**CONSEGNA**
Conta, per favore, le righe dei record qui sotto che contengono la parola "white" e riporta soltanto quel numero.

(Voci di puntamento su oggetti nominati)
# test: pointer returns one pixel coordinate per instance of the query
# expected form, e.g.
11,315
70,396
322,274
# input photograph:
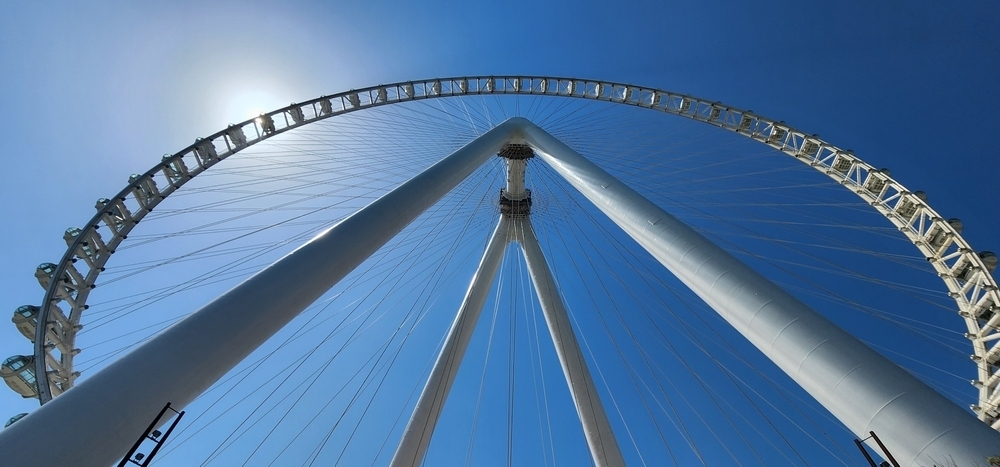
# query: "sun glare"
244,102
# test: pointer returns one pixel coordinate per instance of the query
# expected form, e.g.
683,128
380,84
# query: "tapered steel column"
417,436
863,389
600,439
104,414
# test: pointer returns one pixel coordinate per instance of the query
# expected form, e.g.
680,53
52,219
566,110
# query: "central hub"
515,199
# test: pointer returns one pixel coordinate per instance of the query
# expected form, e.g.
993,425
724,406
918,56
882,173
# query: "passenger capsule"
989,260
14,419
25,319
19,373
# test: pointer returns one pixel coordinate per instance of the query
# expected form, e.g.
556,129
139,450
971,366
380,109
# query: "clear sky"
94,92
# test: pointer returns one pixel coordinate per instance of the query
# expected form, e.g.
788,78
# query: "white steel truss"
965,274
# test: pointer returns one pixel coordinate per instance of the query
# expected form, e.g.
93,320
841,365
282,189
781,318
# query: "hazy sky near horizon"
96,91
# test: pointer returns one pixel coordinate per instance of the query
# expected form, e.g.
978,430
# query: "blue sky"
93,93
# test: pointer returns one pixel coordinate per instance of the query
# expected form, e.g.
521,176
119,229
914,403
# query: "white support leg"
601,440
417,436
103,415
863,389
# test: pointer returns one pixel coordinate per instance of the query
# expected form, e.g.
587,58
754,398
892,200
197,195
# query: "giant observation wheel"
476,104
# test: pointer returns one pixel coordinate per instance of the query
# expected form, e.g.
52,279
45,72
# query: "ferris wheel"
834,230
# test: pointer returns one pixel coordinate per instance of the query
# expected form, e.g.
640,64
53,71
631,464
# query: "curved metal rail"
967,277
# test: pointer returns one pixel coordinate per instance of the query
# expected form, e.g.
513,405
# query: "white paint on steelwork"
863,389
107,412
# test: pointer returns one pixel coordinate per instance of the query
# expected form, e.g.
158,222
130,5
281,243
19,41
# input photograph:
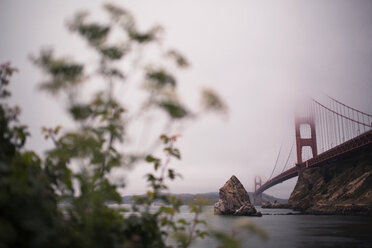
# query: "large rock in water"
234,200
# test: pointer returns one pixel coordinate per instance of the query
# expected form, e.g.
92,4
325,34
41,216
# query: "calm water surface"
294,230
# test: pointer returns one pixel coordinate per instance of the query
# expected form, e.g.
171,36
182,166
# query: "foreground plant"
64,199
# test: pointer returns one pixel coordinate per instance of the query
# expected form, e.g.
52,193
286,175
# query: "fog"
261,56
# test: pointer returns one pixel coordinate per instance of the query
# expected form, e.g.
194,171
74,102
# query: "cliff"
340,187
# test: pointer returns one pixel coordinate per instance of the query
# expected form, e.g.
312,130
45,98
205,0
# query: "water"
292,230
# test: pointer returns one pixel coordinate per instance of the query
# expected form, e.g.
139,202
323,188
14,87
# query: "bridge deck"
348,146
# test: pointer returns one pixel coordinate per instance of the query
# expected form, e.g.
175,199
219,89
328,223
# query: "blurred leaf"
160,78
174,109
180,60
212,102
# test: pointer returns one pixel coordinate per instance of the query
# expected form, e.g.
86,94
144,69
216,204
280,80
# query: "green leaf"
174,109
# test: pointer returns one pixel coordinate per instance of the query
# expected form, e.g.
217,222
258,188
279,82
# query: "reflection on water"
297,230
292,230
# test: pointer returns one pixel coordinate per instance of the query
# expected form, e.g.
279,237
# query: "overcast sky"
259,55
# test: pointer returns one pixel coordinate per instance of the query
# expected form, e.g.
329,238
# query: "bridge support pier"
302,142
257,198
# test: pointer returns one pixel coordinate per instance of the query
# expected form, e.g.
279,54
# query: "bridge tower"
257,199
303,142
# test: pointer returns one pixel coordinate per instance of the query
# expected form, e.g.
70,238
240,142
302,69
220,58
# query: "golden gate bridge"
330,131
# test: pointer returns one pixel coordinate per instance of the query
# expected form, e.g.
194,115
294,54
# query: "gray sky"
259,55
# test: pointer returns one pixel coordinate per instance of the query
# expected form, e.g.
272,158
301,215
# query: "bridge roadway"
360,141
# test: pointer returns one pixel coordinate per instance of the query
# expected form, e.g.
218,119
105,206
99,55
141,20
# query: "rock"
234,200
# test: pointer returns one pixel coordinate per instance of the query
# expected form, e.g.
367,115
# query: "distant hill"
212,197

**SOLUZIONE SCRITTA**
3